> _Blok Teks_
══════

Rabu, 17 Desember 2014

PENANDA Fatis DAN INTERJEKSI dalam Bahasa jawa



PENANDA Fatis DAN INTERJEKSI
dalam Bahasa jawa
Na’iim A.M

Abstract:

Phatic marker contained in the syntactic knowledge, that the actual phatic marker in a sentence itself does not have a specific meaning. Phatic marker is in charge of word classes start, maintain, or strengthen, the communication between the speaker and the listener. Usually in the context of the dialogue. Phatic marker and interjection are two types of words are very frequently used in the Java language speech. Phatic marker in the Java language, among others: (1) particles, (2) the word phatic. Phatic marker in the form of particles, among others: to, ora. Lha, lha iyo, ojo , etc. The word is used as a marker of phatic include: wong, endhang, emboh, kuwi, nyaopo etc. Phatic marker in the form of repetition can be a final syllable words and words intact. Phatic marker in the form of affixes is –è, –i and –ne.  

Interjection of the most frequently used in the Java language, among others: (1) mosok to surprise and shock, (2) biyoh for admiration or incredibility, (3) halah gak for disappointment, and (4) wegah to anger or rejection.









Abstrak:
Penanda fatis terdapat di ilmu sintaksis, bahwa penanda fatis sebenarya dalam suatu kalimat itu sendiri tidak memiliki arti tertentu. Penanda fatis adalah kelas kata  yang bertugas memulai, mempertahankan, atau mengukuhkan,  komunikasi antara pembicara dan pendengar. Biasanya terdapat  dalam konteks dialog.  Penanda fatis dan interjeksi merupakan dua jenis kata yang sangat sering digunakan dalam tuturan bahasa Jawa. Penanda fatis dalam bahasa Jawa antara lain: (1) partikel, (2) kata fatis. Penanda fatis yang berupa partikel antara lain: to, ora. Lha, lha iyo, ojo ,dll. Kata yang digunakan sebagai penanda fatis antara lain: wong, endhang, emboh, kuwi, nyaopo dll. Penanda fatis yang berupa pengulangan kata dapat berupa suku akhir dan kata utuh. Penanda fatis yang berupa afiks ialah –è, –an dan –ne.

══════

> _Cuplikan Catatan_
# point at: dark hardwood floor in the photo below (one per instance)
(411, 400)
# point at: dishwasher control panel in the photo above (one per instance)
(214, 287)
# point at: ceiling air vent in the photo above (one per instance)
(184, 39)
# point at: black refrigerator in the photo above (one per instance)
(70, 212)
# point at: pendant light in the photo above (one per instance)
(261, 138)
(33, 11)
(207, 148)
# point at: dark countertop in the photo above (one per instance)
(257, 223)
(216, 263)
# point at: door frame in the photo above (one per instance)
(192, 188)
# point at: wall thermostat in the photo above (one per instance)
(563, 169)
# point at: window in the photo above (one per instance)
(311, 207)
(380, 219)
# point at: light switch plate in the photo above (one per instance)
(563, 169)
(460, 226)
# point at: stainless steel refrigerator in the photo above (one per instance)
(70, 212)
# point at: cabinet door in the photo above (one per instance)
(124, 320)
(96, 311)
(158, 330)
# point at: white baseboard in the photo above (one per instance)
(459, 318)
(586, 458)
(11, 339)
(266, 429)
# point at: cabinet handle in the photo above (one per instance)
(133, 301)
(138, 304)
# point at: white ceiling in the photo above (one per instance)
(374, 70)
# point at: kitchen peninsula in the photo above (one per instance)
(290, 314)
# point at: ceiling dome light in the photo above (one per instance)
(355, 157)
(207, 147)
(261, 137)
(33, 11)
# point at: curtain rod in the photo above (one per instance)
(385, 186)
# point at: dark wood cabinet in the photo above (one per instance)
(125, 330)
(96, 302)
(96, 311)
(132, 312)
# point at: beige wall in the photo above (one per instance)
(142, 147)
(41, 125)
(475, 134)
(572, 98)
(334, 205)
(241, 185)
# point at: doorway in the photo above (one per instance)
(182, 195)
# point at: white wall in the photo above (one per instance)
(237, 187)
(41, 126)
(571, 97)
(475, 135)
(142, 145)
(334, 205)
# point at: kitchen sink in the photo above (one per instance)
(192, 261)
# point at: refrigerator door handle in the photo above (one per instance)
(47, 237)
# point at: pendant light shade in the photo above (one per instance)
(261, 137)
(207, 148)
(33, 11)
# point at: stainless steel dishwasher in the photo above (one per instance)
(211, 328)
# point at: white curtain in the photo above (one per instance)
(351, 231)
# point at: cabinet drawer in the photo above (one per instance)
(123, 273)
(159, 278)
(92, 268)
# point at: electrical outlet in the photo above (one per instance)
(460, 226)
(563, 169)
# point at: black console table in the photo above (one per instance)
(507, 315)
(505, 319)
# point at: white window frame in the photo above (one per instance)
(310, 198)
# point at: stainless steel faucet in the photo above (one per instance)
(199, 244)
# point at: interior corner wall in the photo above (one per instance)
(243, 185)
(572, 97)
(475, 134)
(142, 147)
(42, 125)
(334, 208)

══════

> _Tugas yang Dikerjakan_
- a) Salin kata demi kata bagian teks tentang penanda fatis dan interjeksi dalam bahasa Jawa yang dibuka dengan kata-kata "Interjection of the" dan ditutup dengan "anger or rejection.".
- b) Tuliskan lanjutan teks tentang penanda fatis dan interjeksi dalam bahasa Jawa, dimulai setelah kalimat terakhir yang ditampilkan.

> _Jawaban_
- a)
Interjection of the most frequently used in the Java language, among others: (1) mosok to surprise and shock, (2) biyoh for admiration or incredibility, (3) halah gak for disappointment, and (4) wegah to anger or rejection.

- b)
Interjeksi yang paling sering digunakan dalam bahasa Jawa antara lain: (1) mosok untuk keheranan dan kekagetan, (2) biyoh untuk kekaguman atau keluarbiasaan, (3) halah untuk kekecewaan, dan (4) wegah untuk kemarahan atau penolakan.

1. Pengantar
Penanda fatis (phatic markers) dan interjeksi (interjection)—yang oleh Leech (1990) disebut pragmatic particles dan oleh Schachter (1985) disebut politeness markers—merupakan dua jenis kata yang sangat berperan dalam komunikasi, tetapi tidak pernah disinggung dalam pembahasan tentang bahasa Jawa (JW). Hal itu terjadi karena pembahasan tentang JW yang dilakukan selama ini umumnya berkaitan dengan masalah gramatika; dan sebagai ciri ragam lisan, kedua klasifikasi kata tersebut (mungkin) dianggap tidak berhubungan dengan masalah gramatika.
Penanda fatis adalah satuan kebahasaan yang digunakan untuk memulai, mempertahankan, atau mengukuhkan komunikasi antara penutur dengan mitra tutur. Penanda fatis dapat digunakan pada setiap jenis kalimat; baik pada kalimat imperatif, interogatif, maupun deklaratif (Kridalaksana, 2005). Interjeksi adalah satuan kebahasaan yang digunakan untuk mengungkapkan perasaan penutur; tidak dapat diberi afiks dan secara sintaktis tidak berhubungan dengan kata-kata lain dalam ujaran (Kridalaksana, 1984). Dengan demikian, walaupun penggunaannya tidak mempunyai makna gramatikal (dan leksikal) tetapi mempunyai makna komunikatif.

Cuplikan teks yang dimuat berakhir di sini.